EXTRACT TO READ
--*--

Aaron Callan is a native of Limavady and a graduate of the University of Ulster and Queen’s University Belfast. He is a Ulster Unionist, Orangeman and occasional blogger.
Rev James Godfrey MacManaway was born in 1898, the son of the Rt. Rev Dr James MacManaway, Bishop of Clogher. Educated at Campbell College and then Trinity College Dublin where he obtained both a Bachelors and Masters.
He enlisted during the First World War at the age of 16, he did this directly from Campbell College, he would fight at the Battle of Loos before joining the Royal Flying Corps. By 1925, he was ordained as a Minister in the Church of Ireland by the Archbishop of Armagh. He would serve a Curate at Drumachose, Limavady before he would take up the position of Senior Curate at Christ Church Londonderry.
After this he became the Rector in 1930, where he would stay for 17 years. In 1926 he would marry Catherine Anne Trench, the only daughter of Sir Thomas Lecky and widow of Major FCB Trench, who was killed on the first day of the Battle of the Somme. They would partly reside at Greystone Hall, now Rossmar School, which was built between 1831 and 1833 for Edmund Smith, but their main residence would be at Red Roof, Northland Road in Derry.

--*--

Entries pointing to named objects:
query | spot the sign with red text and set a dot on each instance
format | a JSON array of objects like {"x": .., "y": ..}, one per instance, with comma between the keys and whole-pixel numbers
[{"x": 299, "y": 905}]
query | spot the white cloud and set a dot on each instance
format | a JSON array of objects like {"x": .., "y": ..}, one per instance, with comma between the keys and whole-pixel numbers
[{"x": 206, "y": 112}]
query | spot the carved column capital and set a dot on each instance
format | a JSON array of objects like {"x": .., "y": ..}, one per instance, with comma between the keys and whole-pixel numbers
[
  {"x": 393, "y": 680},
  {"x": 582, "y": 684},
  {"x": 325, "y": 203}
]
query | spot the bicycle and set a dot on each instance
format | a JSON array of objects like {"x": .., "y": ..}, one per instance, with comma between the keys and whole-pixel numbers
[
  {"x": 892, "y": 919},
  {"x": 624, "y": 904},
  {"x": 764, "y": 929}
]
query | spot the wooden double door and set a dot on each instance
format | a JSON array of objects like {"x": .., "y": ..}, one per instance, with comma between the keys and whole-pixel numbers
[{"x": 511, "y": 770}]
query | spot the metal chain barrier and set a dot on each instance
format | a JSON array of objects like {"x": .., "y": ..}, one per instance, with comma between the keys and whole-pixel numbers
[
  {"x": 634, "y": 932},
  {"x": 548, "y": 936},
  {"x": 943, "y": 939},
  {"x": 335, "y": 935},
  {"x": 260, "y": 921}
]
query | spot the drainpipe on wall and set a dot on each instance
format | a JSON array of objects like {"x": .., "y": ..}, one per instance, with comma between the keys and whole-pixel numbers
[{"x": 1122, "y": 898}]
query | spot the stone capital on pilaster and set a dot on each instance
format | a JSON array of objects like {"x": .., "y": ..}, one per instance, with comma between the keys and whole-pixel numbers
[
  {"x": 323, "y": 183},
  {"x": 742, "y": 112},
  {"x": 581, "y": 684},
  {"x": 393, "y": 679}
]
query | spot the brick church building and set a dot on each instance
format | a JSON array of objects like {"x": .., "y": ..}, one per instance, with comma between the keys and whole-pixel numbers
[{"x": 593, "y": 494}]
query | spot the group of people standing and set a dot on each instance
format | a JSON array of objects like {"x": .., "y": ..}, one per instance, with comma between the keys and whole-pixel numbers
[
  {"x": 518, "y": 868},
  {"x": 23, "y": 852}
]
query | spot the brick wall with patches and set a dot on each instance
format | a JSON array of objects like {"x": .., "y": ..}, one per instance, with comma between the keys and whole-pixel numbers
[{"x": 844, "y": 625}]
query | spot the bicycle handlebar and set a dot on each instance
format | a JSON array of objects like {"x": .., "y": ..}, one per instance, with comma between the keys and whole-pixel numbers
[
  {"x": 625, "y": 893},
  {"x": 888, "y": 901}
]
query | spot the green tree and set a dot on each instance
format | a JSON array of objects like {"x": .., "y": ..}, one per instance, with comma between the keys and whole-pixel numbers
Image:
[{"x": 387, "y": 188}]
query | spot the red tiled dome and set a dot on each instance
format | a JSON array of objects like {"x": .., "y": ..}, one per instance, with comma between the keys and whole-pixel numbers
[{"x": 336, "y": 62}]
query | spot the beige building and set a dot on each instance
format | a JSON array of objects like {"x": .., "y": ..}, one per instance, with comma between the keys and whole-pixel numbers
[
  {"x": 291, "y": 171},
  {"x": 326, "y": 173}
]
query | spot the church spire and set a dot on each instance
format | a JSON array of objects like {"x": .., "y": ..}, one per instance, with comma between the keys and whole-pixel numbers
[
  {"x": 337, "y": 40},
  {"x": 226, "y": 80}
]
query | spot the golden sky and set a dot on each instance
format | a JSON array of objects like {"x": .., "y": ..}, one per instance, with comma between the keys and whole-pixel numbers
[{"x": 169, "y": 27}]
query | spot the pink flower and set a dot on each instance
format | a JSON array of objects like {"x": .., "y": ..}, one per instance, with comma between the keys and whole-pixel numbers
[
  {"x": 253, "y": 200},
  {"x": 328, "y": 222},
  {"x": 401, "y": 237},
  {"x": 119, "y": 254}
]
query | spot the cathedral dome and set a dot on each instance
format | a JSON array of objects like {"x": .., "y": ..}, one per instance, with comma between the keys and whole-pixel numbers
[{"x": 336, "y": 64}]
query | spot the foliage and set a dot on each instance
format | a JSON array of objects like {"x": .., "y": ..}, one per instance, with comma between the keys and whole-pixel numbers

--*--

TASK INSTRUCTIONS
• 1. Reproduce word for word the passage of the biography of Rev James Godfrey MacManaway, starting with "He enlisted during" and going on through "Road in Derry.".
• 2. List every line of the listing that contains the word "bicycle".
The biographical text and the listing bear no relation to each other.

ANSWERS FOR THE EXERCISE
• 1.
He enlisted during the First World War at the age of 16, he did this directly from Campbell College, he would fight at the Battle of Loos before joining the Royal Flying Corps. By 1925, he was ordained as a Minister in the Church of Ireland by the Archbishop of Armagh. He would serve a Curate at Drumachose, Limavady before he would take up the position of Senior Curate at Christ Church Londonderry.
After this he became the Rector in 1930, where he would stay for 17 years. In 1926 he would marry Catherine Anne Trench, the only daughter of Sir Thomas Lecky and widow of Major FCB Trench, who was killed on the first day of the Battle of the Somme. They would partly reside at Greystone Hall, now Rossmar School, which was built between 1831 and 1833 for Edmund Smith, but their main residence would be at Red Roof, Northland Road in Derry.

• 2.
query | spot the bicycle and set a dot on each instance
query | spot the bicycle handlebar and set a dot on each instance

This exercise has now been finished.